___ TEXT PROVIDED ___

Install Plone with Cookieplone#
This chapter describes how you can create a web application using the Cookieplone template.
This template is the recommended way to start a new Plone project using the Volto frontend. It also includes tools for development and deployment.
See also
For other installation options, see Install Plone.
Added in version Volto: 18.0.0-alpha.43
Cookieplone was added as the recommended template to create a Plone project with Volto starting in Volto 18.0.0-alpha.43 and above.
System requirements#
Plone 6 has both hardware requirements and software prerequisites.
Hardware requirements#
The hardware requirements below give a rough estimate of the minimum hardware setup needed for a Plone server.
A single Plone installation is able to run many Plone sites.

___

- [TO-DO LIST]:
**1.** In the Cookieplone installation text, starting in which Volto version was Cookieplone added as the recommended template for creating a Plone project?
**2.** Please carry on the Cookieplone installation text from the point where it stops, picking up after its last sentence.

___ DATA PROVIDED ___

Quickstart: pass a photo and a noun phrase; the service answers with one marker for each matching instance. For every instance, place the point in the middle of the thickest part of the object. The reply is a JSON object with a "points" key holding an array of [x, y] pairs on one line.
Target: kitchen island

___

- [PER-TASK OUTPUTS]:
**1.** Volto 18.0.0-alpha.43

**2.**
Installation of the Plone backend and Classic UI frontend requires a minimum of 256 MB of RAM and 2GB of disk swap space.
Installation of the Volto frontend requires a minimum of 2GB of RAM.
After installation, running Plone requires a minimum of 256 MB RAM and 512 MB of disk swap space per Plone site. 2 GB or more RAM per Plone site is recommended.
Minimum 512 MB hard disk space is required. 40 GB or more hard disk space is recommended.
Warning
Add-on products and caching solutions may also increase RAM and disk swap space requirements. To avoid RAM and disk swap limitations, we recommend either temporarily resizing your remote machine to accommodate the build, or build your images locally and upload them to an image store, such as Docker Hub or GitHub Actions.
Prerequisites for installation#
An operating system that runs all the requirements mentioned. Most UNIX-based operating systems are supported, including many Linux distributions, macOS, or Windows Subsystem for Linux (WSL) on Windows. A UNIX-based operating system is recommended.
Important
Windows alone is not recommended because it does not support GNU make. If you get Plone to run on Windows alone, please feel free to document and share your process.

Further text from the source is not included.